Requirement
Go through the entries below and say how many lines contain the string "laptop"; write only that number.

Extracted data
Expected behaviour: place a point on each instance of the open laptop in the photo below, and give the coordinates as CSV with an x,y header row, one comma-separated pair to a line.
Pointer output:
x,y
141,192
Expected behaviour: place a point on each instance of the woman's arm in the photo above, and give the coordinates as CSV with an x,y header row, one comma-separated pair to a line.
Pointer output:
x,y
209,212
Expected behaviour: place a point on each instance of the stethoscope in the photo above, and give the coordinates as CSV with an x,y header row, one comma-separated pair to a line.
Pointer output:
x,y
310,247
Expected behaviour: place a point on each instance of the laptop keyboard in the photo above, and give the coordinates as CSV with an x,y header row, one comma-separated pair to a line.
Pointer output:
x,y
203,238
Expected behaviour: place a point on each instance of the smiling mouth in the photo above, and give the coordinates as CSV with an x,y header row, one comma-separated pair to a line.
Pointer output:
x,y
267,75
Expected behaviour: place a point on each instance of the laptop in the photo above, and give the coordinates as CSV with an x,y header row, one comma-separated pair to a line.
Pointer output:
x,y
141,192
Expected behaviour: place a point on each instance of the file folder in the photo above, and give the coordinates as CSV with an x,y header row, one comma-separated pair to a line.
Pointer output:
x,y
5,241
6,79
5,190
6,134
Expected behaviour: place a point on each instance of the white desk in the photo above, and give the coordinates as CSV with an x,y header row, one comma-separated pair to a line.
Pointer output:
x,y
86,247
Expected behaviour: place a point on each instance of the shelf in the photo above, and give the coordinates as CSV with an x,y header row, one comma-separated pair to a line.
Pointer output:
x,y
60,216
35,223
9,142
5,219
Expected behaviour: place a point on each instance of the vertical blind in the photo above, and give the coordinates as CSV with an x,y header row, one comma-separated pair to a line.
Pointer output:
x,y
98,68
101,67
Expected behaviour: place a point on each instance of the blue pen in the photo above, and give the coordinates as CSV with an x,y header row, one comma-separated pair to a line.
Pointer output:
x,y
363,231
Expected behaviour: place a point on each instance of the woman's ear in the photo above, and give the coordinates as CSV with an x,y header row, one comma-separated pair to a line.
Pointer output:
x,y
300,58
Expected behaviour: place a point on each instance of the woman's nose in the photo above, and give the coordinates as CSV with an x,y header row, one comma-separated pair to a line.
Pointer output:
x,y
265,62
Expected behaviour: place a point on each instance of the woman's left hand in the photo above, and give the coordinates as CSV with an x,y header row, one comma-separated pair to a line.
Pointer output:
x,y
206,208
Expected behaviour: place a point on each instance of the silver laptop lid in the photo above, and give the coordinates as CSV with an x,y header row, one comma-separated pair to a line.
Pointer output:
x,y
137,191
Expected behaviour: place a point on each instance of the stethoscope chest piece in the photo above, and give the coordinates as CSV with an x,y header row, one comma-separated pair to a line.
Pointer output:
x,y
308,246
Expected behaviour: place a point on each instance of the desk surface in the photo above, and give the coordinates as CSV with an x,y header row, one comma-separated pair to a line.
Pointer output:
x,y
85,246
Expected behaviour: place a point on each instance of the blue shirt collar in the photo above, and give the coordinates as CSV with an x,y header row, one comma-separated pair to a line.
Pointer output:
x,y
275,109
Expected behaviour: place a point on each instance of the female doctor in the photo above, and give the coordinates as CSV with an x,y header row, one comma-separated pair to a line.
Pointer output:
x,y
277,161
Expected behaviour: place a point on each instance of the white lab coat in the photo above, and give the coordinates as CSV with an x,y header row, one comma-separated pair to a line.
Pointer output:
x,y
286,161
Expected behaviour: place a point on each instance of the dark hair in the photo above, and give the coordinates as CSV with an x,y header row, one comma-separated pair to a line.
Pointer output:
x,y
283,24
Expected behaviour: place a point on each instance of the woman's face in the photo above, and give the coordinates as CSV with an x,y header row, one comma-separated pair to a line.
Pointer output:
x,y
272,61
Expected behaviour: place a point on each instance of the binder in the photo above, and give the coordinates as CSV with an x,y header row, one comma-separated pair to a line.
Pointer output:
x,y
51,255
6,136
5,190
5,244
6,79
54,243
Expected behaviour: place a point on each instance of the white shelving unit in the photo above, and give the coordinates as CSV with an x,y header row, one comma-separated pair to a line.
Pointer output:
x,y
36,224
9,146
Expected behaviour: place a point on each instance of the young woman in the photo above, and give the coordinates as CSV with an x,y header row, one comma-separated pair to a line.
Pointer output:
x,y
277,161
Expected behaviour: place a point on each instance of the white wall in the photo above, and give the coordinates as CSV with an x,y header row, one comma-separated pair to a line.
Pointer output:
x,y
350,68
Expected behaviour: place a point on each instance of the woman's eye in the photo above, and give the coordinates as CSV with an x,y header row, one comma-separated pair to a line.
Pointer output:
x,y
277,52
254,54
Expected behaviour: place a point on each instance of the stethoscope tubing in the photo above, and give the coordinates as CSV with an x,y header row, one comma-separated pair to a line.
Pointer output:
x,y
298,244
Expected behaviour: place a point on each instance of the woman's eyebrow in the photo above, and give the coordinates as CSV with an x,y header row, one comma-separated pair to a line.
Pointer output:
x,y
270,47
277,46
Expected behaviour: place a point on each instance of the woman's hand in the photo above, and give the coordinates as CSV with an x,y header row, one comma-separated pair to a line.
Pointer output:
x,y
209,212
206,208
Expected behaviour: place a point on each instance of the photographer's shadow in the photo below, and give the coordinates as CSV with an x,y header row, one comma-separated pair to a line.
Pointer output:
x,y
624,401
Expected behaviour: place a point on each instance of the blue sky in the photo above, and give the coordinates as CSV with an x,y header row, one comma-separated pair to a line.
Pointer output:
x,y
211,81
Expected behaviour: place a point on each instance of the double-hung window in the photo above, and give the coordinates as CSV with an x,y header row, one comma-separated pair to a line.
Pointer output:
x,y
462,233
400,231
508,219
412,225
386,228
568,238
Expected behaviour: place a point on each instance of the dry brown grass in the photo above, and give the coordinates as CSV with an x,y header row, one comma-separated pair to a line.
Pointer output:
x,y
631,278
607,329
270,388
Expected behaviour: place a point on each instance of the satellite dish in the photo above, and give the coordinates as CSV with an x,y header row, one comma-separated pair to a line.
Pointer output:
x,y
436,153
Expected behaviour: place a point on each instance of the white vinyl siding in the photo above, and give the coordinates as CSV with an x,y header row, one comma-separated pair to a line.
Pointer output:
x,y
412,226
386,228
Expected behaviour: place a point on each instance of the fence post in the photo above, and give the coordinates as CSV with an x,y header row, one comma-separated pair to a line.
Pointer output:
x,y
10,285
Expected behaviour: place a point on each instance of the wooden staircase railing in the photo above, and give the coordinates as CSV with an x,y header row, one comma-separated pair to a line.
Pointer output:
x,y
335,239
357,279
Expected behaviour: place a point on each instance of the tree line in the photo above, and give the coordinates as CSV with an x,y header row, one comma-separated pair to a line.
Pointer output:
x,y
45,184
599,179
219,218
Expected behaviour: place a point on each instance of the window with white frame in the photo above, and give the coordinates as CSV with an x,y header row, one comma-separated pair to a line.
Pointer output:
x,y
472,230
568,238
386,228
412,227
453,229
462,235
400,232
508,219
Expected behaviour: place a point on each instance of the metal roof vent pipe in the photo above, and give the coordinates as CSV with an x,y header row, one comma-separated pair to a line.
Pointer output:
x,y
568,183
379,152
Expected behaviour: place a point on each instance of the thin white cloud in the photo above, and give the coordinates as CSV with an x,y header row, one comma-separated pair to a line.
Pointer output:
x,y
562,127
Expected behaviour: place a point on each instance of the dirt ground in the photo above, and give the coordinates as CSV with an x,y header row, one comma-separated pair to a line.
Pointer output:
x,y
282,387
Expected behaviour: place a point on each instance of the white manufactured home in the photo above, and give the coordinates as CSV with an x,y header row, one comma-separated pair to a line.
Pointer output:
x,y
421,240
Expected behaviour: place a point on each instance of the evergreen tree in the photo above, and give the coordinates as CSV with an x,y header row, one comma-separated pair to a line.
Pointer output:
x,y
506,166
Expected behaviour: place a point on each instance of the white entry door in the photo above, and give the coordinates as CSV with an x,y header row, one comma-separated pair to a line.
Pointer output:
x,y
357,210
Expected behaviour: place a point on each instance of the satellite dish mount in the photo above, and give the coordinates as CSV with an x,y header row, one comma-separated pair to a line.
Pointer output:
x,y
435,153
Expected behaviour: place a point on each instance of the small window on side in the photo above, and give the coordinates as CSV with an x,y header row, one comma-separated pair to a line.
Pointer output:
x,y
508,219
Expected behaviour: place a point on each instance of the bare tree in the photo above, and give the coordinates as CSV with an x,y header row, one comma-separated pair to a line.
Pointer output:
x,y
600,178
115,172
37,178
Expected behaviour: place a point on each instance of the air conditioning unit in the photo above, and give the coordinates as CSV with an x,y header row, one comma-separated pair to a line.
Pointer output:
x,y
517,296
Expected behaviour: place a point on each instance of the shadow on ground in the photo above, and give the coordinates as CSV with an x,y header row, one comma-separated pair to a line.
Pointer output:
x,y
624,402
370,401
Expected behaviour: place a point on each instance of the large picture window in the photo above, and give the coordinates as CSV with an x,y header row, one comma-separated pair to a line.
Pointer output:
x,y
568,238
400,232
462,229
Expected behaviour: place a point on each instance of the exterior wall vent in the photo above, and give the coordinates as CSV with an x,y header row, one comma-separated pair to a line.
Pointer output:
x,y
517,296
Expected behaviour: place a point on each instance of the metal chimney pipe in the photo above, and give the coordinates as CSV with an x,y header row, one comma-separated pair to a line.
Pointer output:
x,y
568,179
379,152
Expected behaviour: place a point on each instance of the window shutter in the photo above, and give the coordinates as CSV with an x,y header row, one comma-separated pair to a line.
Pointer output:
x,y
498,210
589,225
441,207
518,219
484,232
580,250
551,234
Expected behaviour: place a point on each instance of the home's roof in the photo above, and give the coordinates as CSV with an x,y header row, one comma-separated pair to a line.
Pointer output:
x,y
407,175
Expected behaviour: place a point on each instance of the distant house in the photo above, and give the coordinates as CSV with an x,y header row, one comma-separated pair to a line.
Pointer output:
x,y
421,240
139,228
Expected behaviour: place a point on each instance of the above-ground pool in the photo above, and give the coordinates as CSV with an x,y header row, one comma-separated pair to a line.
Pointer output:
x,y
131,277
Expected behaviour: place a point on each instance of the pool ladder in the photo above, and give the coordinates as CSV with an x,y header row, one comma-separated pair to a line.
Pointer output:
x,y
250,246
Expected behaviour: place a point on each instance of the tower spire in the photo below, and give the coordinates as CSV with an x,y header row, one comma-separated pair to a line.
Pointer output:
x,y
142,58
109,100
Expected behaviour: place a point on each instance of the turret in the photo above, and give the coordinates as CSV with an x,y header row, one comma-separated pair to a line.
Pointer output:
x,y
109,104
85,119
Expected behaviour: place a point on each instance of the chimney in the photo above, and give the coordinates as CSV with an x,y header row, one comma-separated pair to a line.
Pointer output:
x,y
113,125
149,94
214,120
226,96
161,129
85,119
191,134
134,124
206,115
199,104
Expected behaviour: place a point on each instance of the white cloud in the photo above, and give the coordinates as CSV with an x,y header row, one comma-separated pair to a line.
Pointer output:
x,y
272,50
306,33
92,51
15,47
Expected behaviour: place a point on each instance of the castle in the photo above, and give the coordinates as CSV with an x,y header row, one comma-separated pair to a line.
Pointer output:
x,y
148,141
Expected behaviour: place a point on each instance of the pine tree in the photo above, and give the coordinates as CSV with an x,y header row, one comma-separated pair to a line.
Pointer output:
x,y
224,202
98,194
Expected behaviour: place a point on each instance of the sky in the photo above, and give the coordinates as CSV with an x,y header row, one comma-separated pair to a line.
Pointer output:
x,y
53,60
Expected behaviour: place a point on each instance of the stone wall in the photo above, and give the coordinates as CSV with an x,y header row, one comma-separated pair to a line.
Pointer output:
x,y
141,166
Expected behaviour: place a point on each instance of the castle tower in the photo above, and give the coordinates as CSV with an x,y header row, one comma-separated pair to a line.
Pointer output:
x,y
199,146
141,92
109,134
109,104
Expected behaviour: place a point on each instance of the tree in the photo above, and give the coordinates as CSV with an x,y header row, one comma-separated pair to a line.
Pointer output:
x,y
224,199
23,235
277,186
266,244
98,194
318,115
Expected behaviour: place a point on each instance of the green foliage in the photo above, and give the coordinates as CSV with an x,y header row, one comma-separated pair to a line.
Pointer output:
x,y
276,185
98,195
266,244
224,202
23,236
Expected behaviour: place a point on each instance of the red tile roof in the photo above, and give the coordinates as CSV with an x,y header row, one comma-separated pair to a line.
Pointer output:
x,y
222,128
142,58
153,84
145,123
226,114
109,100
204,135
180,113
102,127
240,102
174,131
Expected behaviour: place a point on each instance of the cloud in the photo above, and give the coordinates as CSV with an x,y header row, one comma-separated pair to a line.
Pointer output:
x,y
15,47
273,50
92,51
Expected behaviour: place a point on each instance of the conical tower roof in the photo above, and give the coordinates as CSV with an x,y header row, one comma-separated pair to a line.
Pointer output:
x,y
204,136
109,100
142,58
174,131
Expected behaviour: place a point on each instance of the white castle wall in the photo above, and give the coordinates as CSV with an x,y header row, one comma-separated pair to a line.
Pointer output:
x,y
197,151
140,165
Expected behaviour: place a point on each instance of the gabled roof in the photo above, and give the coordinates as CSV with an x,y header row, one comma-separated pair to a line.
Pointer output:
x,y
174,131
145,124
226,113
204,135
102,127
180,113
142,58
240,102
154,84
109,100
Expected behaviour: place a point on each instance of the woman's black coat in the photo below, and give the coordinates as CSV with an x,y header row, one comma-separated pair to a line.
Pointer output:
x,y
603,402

Reply
4